ИСХОДНЫЙ ТЕКСТ:
***

Читаем На трудном перевале полностью

От прежней роскоши в кабинете председателя Совета осталась одна только хрустальная люстра, да и то потому, что её не так легко было снять с высокого потолка. Ковры были унесены, мебель разрознена, перенесена в соседние комнаты. Постоянно менявшаяся толпа нанесла с улицы пыль и грязь, которую убрать не было ни времени, ни возможности.

Исув, маленький татарин, измученный каторгой, сосредоточенный и недоверчивый, глядел на меня исподлобья. В свою очередь у меня не было никаких оснований отнестись с доверием к представителю «потустороннего» для меня мира. Но дело надо было делать с тем человеком, который сидел на месте председателя Совета. Надо было искать пути воссоздания вооруженной силы.

— Почему ушел полковник Грузинов? — спросил я после первых фраз обязательной вежливости.

Этим вопросом я брал быка за рога. Исув почувствовал это и с полной прямотой отвечал, что с ним нельзя было сработаться. [263]

— Он хотел подчинить армию буржуазии и лишить Совет возможности политического руководства войсками.

— В чем это выражалось? — спросил я.

Исув оживился. Вспомнились только что пережитые дни, и его глаза загорелись огнем.

***

Записи

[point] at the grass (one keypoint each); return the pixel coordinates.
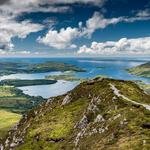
(53, 121)
(141, 70)
(7, 120)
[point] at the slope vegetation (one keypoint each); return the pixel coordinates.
(100, 114)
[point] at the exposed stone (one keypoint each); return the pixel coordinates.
(99, 118)
(66, 100)
(146, 125)
(83, 122)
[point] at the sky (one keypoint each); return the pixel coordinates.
(74, 28)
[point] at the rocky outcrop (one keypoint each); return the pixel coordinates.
(100, 114)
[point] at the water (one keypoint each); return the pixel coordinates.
(111, 67)
(59, 88)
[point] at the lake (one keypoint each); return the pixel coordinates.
(113, 67)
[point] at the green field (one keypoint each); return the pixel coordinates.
(13, 103)
(7, 121)
(141, 70)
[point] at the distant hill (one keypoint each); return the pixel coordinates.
(141, 70)
(100, 114)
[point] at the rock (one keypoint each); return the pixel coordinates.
(146, 125)
(99, 118)
(66, 100)
(83, 122)
(54, 140)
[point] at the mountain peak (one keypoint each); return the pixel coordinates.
(97, 114)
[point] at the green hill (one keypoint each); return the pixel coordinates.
(100, 114)
(141, 70)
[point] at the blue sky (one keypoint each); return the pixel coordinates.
(74, 28)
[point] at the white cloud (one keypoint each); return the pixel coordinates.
(123, 46)
(60, 40)
(10, 28)
(97, 21)
(143, 13)
(17, 7)
(11, 9)
(63, 39)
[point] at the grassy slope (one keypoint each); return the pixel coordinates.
(52, 126)
(142, 70)
(7, 120)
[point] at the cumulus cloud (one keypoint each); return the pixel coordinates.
(123, 46)
(17, 7)
(10, 28)
(98, 21)
(64, 38)
(11, 9)
(143, 13)
(60, 40)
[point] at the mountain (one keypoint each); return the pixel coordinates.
(141, 70)
(99, 114)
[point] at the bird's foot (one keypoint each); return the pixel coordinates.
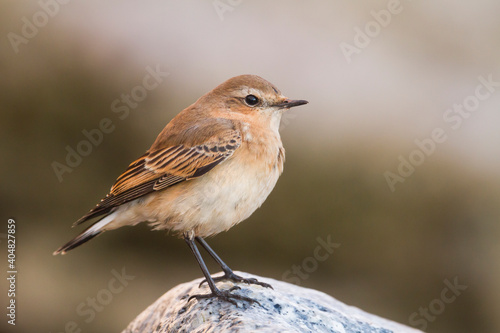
(225, 295)
(229, 275)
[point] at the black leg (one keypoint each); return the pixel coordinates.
(228, 272)
(215, 292)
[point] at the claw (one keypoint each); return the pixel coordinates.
(236, 278)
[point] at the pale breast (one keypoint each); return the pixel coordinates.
(223, 197)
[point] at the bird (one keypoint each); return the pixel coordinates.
(209, 169)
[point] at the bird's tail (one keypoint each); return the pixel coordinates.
(89, 233)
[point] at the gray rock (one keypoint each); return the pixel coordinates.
(287, 308)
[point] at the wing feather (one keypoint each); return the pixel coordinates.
(159, 169)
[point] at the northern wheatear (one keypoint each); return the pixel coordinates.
(210, 168)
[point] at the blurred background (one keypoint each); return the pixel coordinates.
(378, 75)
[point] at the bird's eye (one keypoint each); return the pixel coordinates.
(251, 100)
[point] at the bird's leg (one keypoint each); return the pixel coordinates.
(225, 295)
(228, 272)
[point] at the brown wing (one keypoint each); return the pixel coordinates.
(161, 168)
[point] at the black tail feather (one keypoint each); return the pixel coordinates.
(77, 241)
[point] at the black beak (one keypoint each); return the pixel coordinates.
(290, 103)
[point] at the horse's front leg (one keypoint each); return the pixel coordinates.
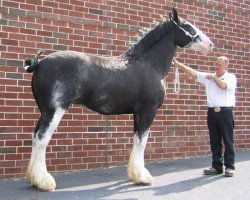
(37, 174)
(137, 172)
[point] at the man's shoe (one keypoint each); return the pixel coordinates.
(229, 172)
(212, 171)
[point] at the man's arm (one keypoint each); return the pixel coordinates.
(221, 84)
(185, 68)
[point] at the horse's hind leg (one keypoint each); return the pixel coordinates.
(137, 172)
(37, 173)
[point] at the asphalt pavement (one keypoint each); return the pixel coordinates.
(179, 179)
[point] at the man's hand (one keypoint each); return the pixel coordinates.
(175, 63)
(211, 77)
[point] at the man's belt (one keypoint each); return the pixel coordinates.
(218, 109)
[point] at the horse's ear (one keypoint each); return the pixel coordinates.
(175, 16)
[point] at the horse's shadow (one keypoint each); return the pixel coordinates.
(172, 176)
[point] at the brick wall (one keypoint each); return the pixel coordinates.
(106, 27)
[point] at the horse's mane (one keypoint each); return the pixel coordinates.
(148, 40)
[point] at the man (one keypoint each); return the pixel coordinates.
(220, 90)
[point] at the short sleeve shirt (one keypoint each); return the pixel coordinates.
(217, 96)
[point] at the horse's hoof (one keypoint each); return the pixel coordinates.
(140, 177)
(47, 183)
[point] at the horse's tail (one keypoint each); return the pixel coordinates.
(31, 64)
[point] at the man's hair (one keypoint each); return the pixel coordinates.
(225, 60)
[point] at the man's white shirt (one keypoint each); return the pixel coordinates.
(215, 95)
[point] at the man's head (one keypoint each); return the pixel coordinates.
(221, 65)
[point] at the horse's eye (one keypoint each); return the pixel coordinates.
(189, 29)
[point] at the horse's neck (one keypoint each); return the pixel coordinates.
(161, 54)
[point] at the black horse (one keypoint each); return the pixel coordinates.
(132, 83)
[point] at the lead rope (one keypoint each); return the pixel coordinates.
(177, 76)
(106, 120)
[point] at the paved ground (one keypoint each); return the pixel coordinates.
(174, 180)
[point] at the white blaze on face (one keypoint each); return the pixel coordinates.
(203, 44)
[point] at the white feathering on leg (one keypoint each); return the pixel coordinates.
(37, 173)
(137, 173)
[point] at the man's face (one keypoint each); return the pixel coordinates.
(220, 67)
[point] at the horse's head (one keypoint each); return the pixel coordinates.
(189, 36)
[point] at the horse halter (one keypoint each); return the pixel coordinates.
(192, 37)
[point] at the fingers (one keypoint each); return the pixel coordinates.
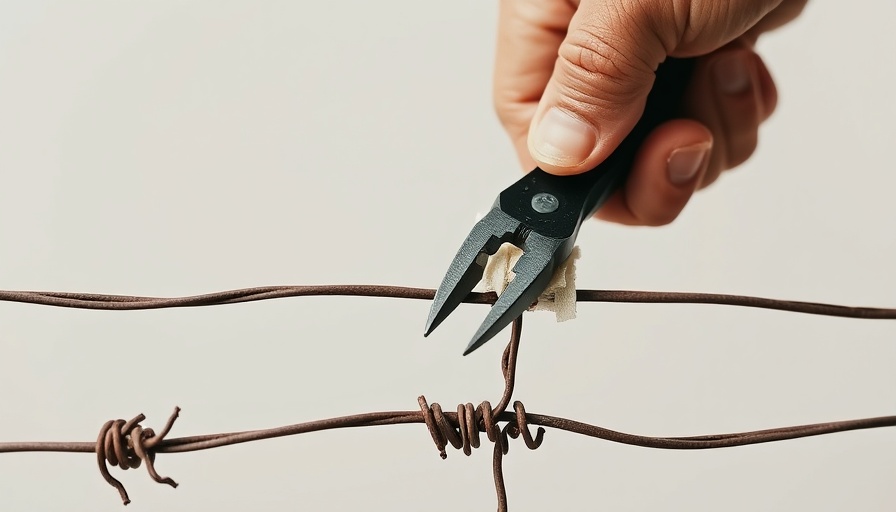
(668, 169)
(731, 93)
(597, 90)
(529, 35)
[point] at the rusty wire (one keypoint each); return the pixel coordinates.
(128, 445)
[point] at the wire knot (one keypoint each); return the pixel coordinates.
(127, 444)
(462, 432)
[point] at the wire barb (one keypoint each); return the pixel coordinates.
(127, 444)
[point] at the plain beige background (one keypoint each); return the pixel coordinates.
(174, 148)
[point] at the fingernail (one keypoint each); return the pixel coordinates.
(562, 140)
(684, 163)
(732, 73)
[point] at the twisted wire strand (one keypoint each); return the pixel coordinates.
(127, 302)
(127, 444)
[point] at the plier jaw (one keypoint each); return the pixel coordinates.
(541, 214)
(532, 273)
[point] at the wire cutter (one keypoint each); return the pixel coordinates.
(541, 214)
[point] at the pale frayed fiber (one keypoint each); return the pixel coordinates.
(560, 294)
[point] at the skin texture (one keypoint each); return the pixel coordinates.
(588, 66)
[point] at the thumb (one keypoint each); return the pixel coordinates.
(603, 73)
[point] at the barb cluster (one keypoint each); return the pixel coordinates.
(126, 444)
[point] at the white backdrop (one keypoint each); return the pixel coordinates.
(174, 148)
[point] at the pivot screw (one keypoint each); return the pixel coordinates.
(545, 203)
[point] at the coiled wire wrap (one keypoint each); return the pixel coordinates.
(462, 431)
(126, 444)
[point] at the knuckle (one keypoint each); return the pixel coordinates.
(601, 68)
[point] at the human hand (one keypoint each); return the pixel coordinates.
(572, 77)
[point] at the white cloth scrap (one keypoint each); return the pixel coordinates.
(559, 296)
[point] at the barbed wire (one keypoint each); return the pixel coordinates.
(128, 445)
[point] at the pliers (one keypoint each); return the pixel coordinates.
(541, 214)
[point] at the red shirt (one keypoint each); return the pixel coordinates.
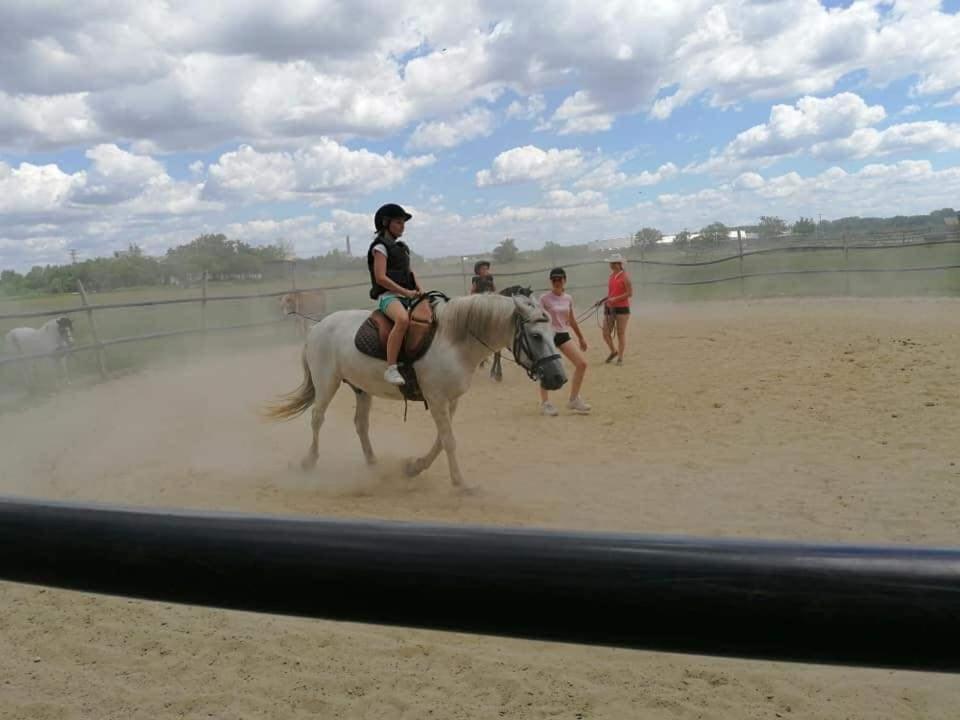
(617, 285)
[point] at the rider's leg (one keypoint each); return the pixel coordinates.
(401, 320)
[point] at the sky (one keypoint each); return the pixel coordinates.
(154, 122)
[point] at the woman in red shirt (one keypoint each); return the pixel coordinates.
(616, 308)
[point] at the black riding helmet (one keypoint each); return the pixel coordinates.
(389, 211)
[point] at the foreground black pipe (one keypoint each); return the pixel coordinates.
(887, 607)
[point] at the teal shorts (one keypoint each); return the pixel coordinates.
(384, 301)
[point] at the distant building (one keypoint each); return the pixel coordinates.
(610, 244)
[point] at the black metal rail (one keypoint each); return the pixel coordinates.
(895, 607)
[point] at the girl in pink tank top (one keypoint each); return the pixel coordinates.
(559, 306)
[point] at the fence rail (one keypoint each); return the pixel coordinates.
(837, 604)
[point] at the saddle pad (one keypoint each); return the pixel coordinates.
(367, 340)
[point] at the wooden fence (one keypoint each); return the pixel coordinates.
(638, 258)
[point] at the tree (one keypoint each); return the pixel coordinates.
(804, 226)
(647, 237)
(771, 226)
(714, 233)
(506, 251)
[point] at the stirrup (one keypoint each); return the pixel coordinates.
(392, 375)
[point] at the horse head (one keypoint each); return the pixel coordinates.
(515, 290)
(65, 330)
(533, 345)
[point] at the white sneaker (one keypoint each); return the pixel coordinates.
(578, 405)
(392, 375)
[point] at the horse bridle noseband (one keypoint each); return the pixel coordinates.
(521, 346)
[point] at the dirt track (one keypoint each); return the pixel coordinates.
(814, 419)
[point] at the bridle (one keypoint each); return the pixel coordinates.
(521, 347)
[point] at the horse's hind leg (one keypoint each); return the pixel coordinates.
(361, 420)
(325, 390)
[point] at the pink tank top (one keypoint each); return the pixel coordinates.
(558, 308)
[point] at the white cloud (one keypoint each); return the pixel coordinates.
(876, 190)
(792, 129)
(952, 102)
(320, 173)
(580, 113)
(933, 136)
(165, 72)
(476, 123)
(36, 189)
(40, 121)
(310, 235)
(529, 110)
(118, 175)
(530, 164)
(565, 198)
(608, 176)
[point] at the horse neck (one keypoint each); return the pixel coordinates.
(497, 331)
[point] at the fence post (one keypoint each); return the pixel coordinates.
(203, 303)
(743, 289)
(846, 264)
(101, 360)
(640, 271)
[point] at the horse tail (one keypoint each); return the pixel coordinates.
(297, 402)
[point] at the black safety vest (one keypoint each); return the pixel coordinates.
(483, 284)
(398, 265)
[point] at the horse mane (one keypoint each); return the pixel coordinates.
(479, 315)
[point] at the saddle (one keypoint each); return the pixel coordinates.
(371, 340)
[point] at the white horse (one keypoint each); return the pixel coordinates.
(468, 329)
(54, 336)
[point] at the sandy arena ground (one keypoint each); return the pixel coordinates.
(823, 420)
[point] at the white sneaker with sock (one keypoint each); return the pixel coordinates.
(392, 375)
(578, 405)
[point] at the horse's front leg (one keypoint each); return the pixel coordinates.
(416, 466)
(64, 374)
(444, 420)
(361, 421)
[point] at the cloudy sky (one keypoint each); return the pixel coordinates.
(153, 122)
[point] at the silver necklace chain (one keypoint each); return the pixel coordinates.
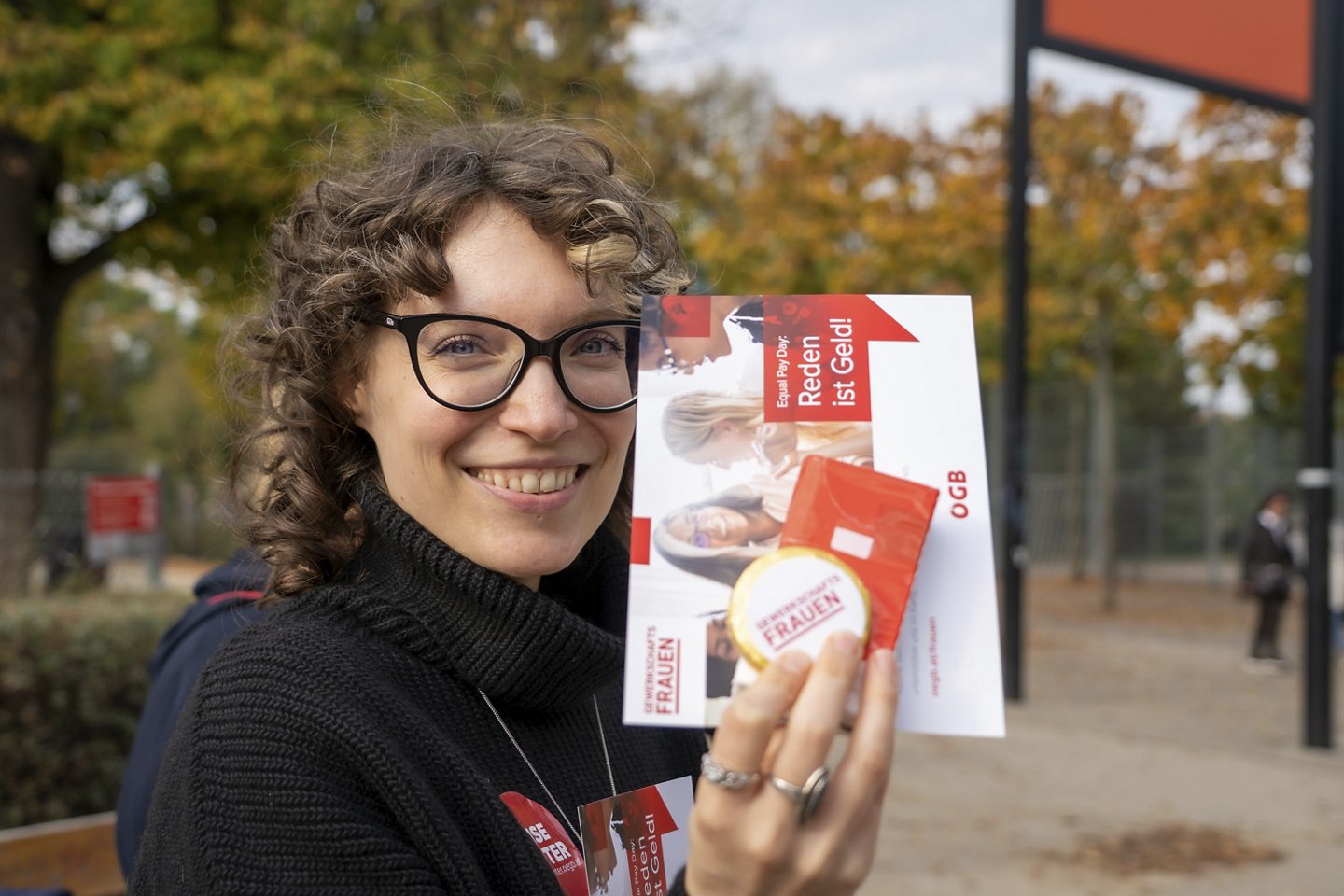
(555, 802)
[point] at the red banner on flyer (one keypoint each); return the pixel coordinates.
(644, 821)
(816, 357)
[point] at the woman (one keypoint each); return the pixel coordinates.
(723, 428)
(443, 523)
(1267, 575)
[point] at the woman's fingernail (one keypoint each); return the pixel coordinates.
(883, 663)
(846, 641)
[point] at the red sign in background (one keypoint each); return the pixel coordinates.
(121, 504)
(1255, 45)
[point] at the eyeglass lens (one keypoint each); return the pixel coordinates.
(470, 363)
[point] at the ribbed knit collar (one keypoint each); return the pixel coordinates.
(525, 649)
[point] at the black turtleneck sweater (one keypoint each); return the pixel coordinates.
(341, 746)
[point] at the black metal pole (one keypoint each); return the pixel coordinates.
(1014, 559)
(1324, 294)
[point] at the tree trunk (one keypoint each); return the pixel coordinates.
(28, 309)
(1075, 483)
(1103, 406)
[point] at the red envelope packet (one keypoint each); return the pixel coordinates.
(874, 522)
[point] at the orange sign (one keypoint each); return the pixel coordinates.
(1248, 45)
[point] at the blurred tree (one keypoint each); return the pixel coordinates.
(158, 132)
(1230, 246)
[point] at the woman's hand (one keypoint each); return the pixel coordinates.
(750, 840)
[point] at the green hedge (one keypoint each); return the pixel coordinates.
(73, 679)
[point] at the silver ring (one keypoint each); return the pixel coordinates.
(808, 797)
(726, 778)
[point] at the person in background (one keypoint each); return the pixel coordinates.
(1267, 568)
(226, 601)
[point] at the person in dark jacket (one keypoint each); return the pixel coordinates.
(1267, 568)
(226, 601)
(437, 474)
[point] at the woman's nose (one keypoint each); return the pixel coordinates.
(539, 406)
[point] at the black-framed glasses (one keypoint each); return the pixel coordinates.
(472, 363)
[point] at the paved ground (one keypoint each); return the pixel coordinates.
(1144, 759)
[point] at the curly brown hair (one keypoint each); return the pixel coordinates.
(370, 239)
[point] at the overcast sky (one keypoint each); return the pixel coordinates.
(890, 61)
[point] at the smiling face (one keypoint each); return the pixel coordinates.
(518, 488)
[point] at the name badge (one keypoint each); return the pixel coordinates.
(549, 834)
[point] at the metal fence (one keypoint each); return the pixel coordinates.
(1183, 493)
(191, 523)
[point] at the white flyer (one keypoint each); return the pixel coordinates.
(736, 392)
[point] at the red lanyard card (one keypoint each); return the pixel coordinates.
(874, 522)
(549, 834)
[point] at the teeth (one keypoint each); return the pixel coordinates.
(531, 481)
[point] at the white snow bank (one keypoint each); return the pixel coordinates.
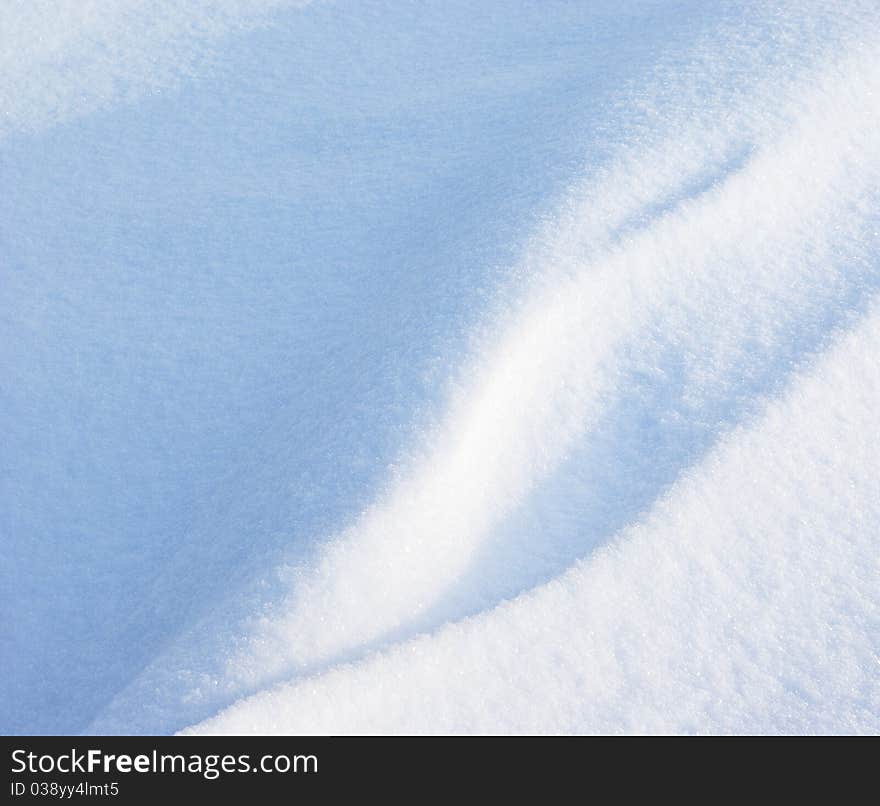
(747, 601)
(711, 294)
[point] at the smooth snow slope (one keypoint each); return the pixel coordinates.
(440, 367)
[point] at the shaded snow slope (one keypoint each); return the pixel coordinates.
(440, 367)
(745, 601)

***

ЗАДАНИЕ:
Ответьте на вопросы по исходному тексту:
1. Что осталось в кабинете председателя Совета от прежней роскоши?
2. Кто по национальности Исув?
3. Чего, по словам Исува, хотел полковник Грузинов?
Данные для работы не понадобятся.

ОТВЕТ:
1. Только хрустальная люстра.
2. Татарин.
3. Подчинить армию буржуазии и лишить Совет возможности политического руководства войсками.